Task goal:
Leave every picture out. Set down all the lines below exactly.

Extracted records:

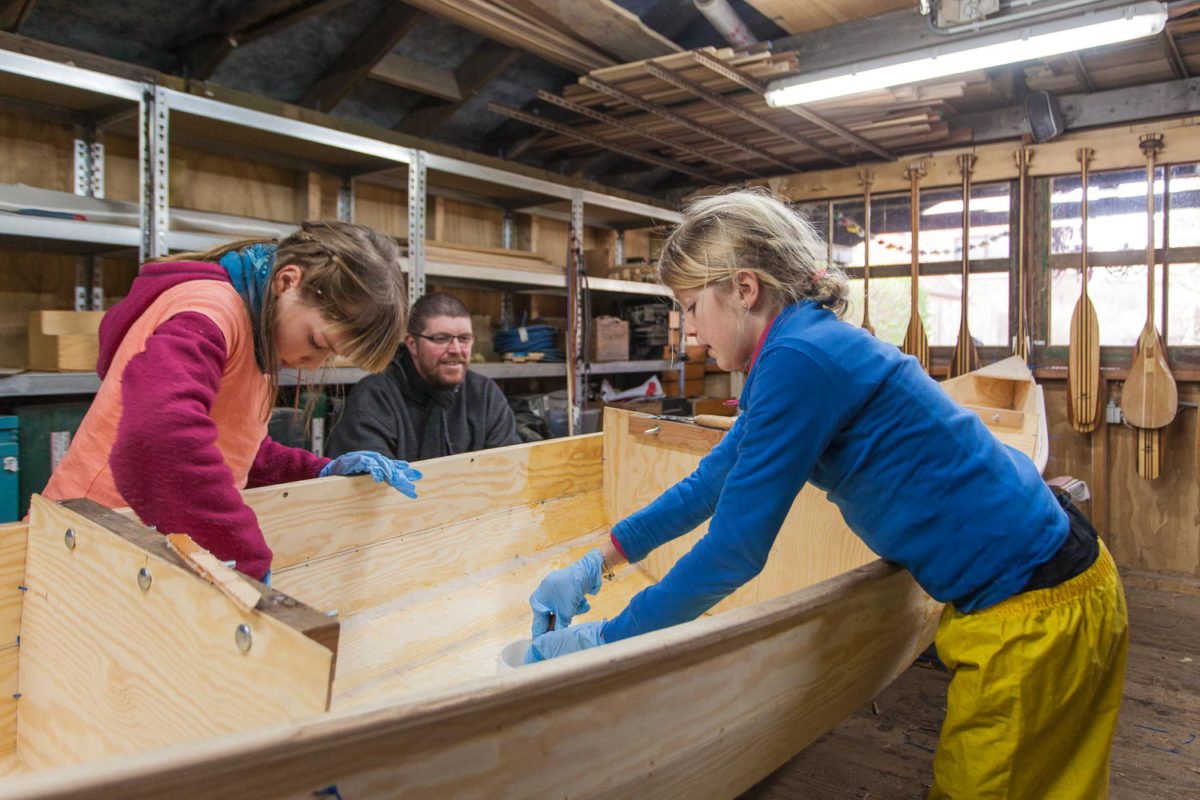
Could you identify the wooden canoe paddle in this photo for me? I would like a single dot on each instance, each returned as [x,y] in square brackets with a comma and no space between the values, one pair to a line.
[867,176]
[1150,398]
[915,342]
[966,355]
[1084,355]
[1021,344]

Response to this task:
Could you identify the wooden canoe paddle in this photo for me? I would like a single dot on each instance, each returned as [x,y] in square brackets with a comma and no space between the values, one pair to a line.
[867,176]
[1150,398]
[915,342]
[966,355]
[1084,355]
[1021,344]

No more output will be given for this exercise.